Énoncé: Pouvez-vous donner la suite de l'extrait sur l'emploi dans l'industrie manufacturière, à partir de sa dernière phrase ?

== Extrait cité ==

L'industrie manufacturière a perdu à elle seule 23.204 emplois entre 2013. "Depuis 2009, l'industrie manufacturière n'a créé des emplois que pendant deux trimestres, fin 2010 et début 2011", précise la note. Au total, près de 150.000 emplois ont été supprimés dans ce secteur depuis janvier 2009, dont le tiers dans le secteur automobile. Parmi les grandes annonces de suppressions d'emplois de 2013 : Renault (7.500 postes), EADS (1.440), Goodyear (1.250 postes). Cela dit, l'industrie manufacturière reste le premier secteur pour les créations d'emplois en 2013 avec 27% du total des créations d'emplois brutes recensées, soit 26.254, devant le commerce et les technologies de l'information et de la communication.

===
== Jeu de données ==

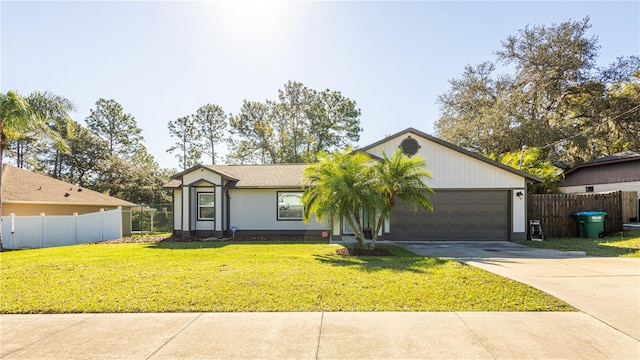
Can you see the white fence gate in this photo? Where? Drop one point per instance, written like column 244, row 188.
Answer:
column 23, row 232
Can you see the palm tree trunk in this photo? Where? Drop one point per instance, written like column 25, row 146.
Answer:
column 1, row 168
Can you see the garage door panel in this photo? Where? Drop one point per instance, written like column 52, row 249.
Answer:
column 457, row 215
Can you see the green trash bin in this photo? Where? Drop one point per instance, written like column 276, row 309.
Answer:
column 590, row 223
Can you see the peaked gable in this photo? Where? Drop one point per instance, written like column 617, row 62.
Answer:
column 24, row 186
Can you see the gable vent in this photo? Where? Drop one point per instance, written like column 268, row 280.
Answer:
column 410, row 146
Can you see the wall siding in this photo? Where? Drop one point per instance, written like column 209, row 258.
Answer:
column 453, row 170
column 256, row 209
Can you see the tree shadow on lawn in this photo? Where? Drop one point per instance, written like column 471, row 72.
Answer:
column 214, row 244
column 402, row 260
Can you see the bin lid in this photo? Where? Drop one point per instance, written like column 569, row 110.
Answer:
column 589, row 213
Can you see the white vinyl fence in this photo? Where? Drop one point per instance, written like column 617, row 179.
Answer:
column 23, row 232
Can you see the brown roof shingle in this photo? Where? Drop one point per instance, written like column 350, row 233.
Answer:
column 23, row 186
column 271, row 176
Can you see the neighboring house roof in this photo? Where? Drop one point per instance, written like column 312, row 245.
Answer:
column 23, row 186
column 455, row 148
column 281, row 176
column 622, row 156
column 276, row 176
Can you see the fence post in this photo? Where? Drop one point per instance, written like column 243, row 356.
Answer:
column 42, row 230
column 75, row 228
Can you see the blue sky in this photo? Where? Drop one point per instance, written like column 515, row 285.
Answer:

===

Résultat attendu:
Durant l'année 2013, il y a eu 263 fermetures d'usines, un chiffre en très légère diminution par rapport à 2012 (267 usines fermées). "Cependant, comme les créations d'usines ont baissé dans le même temps de 28% passant de 172 à 124, la contraction du tissu industriel se poursuit, sur un rythme légèrement réduit par rapport à 2012", indique Trendeo. Les délocalisations ne représentent quant à elles qu'à peine 7% des suppressions d'emplois dans l'industrie manufacturière depuis 2009, et seulement 4% en 2013. Les relocalisations pèsent aussi très peu : 0,3% seulement (soit 70 emplois seulement) dans l'industrie en 2013.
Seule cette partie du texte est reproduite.